____ RECORD EXTRACTS
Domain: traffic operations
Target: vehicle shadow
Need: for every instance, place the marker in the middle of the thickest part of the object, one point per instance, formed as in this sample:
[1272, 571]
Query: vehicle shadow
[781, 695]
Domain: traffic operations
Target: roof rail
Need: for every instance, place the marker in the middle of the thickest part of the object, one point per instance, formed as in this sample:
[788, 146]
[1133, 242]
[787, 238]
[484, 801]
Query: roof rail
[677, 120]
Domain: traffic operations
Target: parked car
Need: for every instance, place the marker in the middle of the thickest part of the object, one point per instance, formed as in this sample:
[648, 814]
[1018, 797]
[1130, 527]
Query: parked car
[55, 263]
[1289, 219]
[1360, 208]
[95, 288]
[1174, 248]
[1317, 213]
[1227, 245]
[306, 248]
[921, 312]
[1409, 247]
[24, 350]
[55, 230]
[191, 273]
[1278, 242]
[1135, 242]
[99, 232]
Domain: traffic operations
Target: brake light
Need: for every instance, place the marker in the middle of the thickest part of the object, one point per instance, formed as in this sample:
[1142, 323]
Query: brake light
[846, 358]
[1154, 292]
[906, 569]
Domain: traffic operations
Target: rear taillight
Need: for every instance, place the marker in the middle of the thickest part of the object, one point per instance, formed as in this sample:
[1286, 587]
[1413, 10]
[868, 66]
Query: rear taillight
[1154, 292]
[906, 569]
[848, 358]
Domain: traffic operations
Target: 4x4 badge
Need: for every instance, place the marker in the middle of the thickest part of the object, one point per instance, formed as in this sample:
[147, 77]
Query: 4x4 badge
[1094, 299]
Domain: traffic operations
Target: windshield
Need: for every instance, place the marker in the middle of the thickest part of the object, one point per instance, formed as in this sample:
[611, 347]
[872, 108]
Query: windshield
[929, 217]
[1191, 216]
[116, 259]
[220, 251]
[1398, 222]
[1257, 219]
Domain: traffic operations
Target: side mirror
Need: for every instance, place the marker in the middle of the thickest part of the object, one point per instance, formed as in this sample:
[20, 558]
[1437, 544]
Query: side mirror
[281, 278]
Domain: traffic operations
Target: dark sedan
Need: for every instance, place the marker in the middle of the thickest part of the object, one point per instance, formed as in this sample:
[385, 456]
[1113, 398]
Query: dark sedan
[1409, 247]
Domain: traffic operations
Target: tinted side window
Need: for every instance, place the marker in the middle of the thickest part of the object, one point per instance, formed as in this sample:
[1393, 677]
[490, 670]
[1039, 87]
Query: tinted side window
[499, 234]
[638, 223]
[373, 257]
________
WHAT THE EXERCISE ASKS ->
This task needs one value: the number of lines in the material above that contain the word "Target".

SOLVED PROBLEM ->
10